[Supplied text]
Nicaraguan journalist and poet (1862–1925)

Román Mayorga Rivas (1862 – 28 December 1925) was a Nicaraguan journalist and poet. He is considered the founder of modern journalism in El Salvador.

== Biography ==
Mayorga Rivas was born in 1862 in León, Nicaragua. Mayorga Rivas was the son of the politician Cleto Mayorga, and the grandson of the Nicaraguan President Patricio Rivas. He was a childhood friend of Rubén Darío and José Martí. He moved to the city of San Salvador, El Salvador at the age of twelve and studied at the school of Hildebrando Martí and Anselmo Valdés. In 1876, he founded the newspaper El cometa, and he later founded Diario del cometa (1878) and El estudiante. In late 1879 he returned to Nicaragua to participate in intellectual life of his hometown, León.

Between 1884 and 1886, Mayorga Rivas published his first three-volume anthology, Guirnalda Salvadoreña, which collected biographical information and the works of Salvadoran poets. During this period, he also founded the newspaper El independiente in Granada, Nicaragua, the city where he also was married. After returning to El Salvador, he established the newspaper Diario del Salvador (1895–1932), one of the most important newspapers in Central Americal and the most modern of that era, for which a duplex printer was first brought to El Salvador. In his journalism, Mayorga Rivas collaborated with many notable writers, including Francisco Gavidia, David J. Guzmán, Porfirio Barba Jacob (known as Ricardo Arenales), and José María Peralta Lagos.

In the field of literature, Mayorga Rivas is considered a part of the second wave of romanticism in El Salvador, and also an important promoter of modernismo. He also translated from English, Italian, Portuguese, and French literary works. He became a member of the Academia Salvadoreña de la Lengua in 1915, and that year he also published his only book of poetry, Viejo y nuevo.

As a public official, Mayorga Rivas headed the Oficina Central de Estadística in El Salvador. He also served as Secretary of the Nicaraguan Embassy in Washington D.C., Undersecretary of Foreign Affairs and Public Instruction in Nicaragua, and El Salvador's envoy to the Panamerican Conference in Rio de Janeiro, Brazil.

Mayorga Rivas died on 28 December 1925 in San Salvador, El Salvador.
[/Supplied text]
[Extracted data]
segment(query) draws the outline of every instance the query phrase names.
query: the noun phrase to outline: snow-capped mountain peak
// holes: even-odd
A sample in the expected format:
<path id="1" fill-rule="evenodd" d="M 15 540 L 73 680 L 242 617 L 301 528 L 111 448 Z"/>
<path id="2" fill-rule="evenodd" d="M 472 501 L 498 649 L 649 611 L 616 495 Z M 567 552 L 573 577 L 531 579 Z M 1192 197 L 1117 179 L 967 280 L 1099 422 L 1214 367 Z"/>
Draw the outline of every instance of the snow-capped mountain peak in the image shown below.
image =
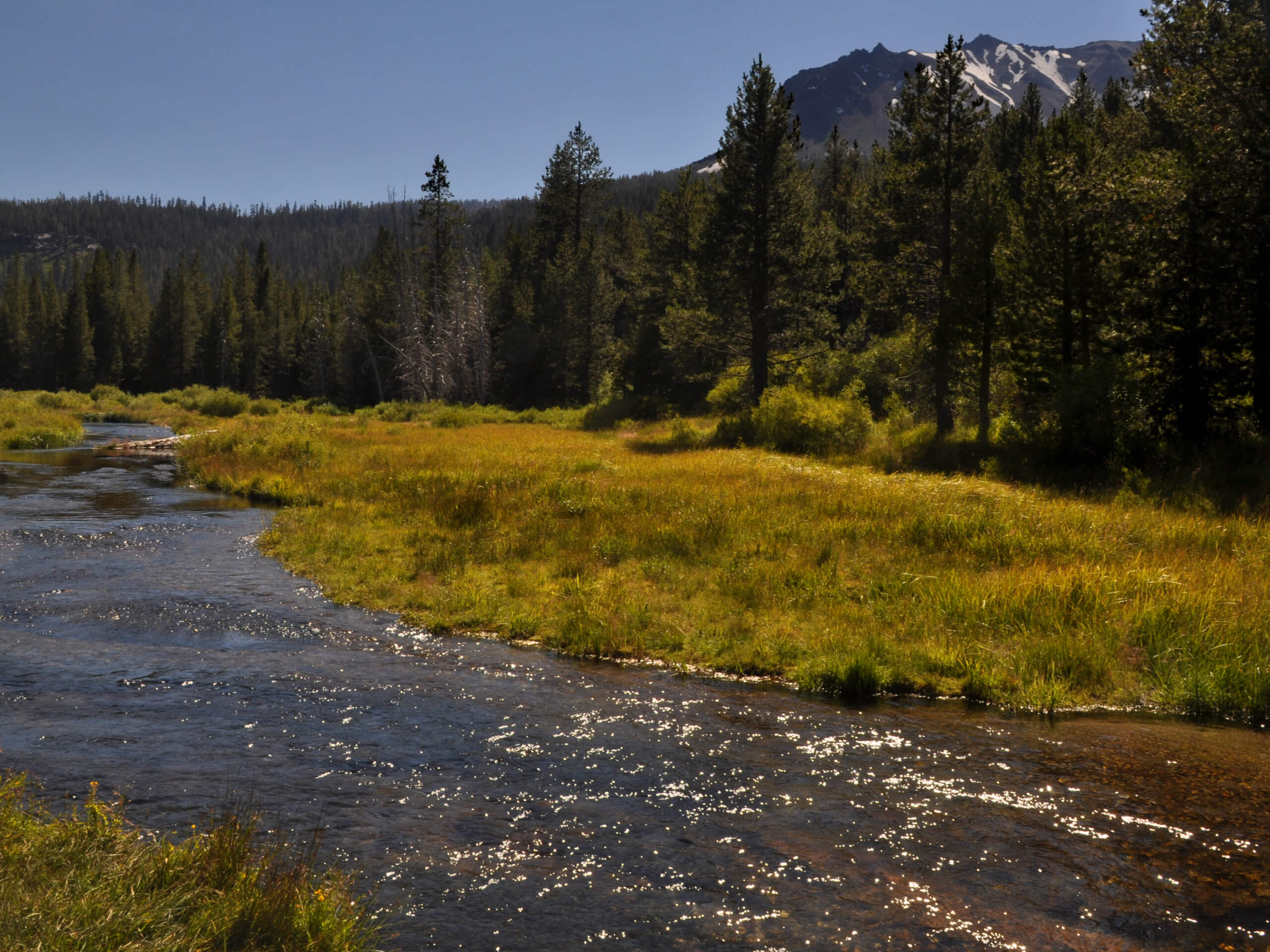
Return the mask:
<path id="1" fill-rule="evenodd" d="M 1139 46 L 1138 41 L 1095 41 L 1059 48 L 1007 43 L 983 33 L 964 47 L 966 76 L 993 112 L 1017 105 L 1027 84 L 1035 83 L 1048 114 L 1068 100 L 1082 69 L 1100 91 L 1109 79 L 1132 76 L 1129 58 Z M 785 81 L 785 90 L 794 95 L 794 110 L 803 118 L 808 140 L 823 142 L 837 126 L 841 136 L 867 149 L 886 141 L 886 104 L 903 85 L 904 74 L 923 61 L 933 65 L 935 53 L 895 53 L 879 43 L 803 70 Z"/>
[/Extracted data]
Reproduce the Mayorga Rivas biography from "In the field" up to and including "Salvador, El Salvador.", swapping "envoy" for "delegate". The rows are taken from a source unrelated to the Mayorga Rivas biography.

In the field of literature, Mayorga Rivas is considered a part of the second wave of romanticism in El Salvador, and also an important promoter of modernismo. He also translated from English, Italian, Portuguese, and French literary works. He became a member of the Academia Salvadoreña de la Lengua in 1915, and that year he also published his only book of poetry, Viejo y nuevo.

As a public official, Mayorga Rivas headed the Oficina Central de Estadística in El Salvador. He also served as Secretary of the Nicaraguan Embassy in Washington D.C., Undersecretary of Foreign Affairs and Public Instruction in Nicaragua, and El Salvador's delegate to the Panamerican Conference in Rio de Janeiro, Brazil.

Mayorga Rivas died on 28 December 1925 in San Salvador, El Salvador.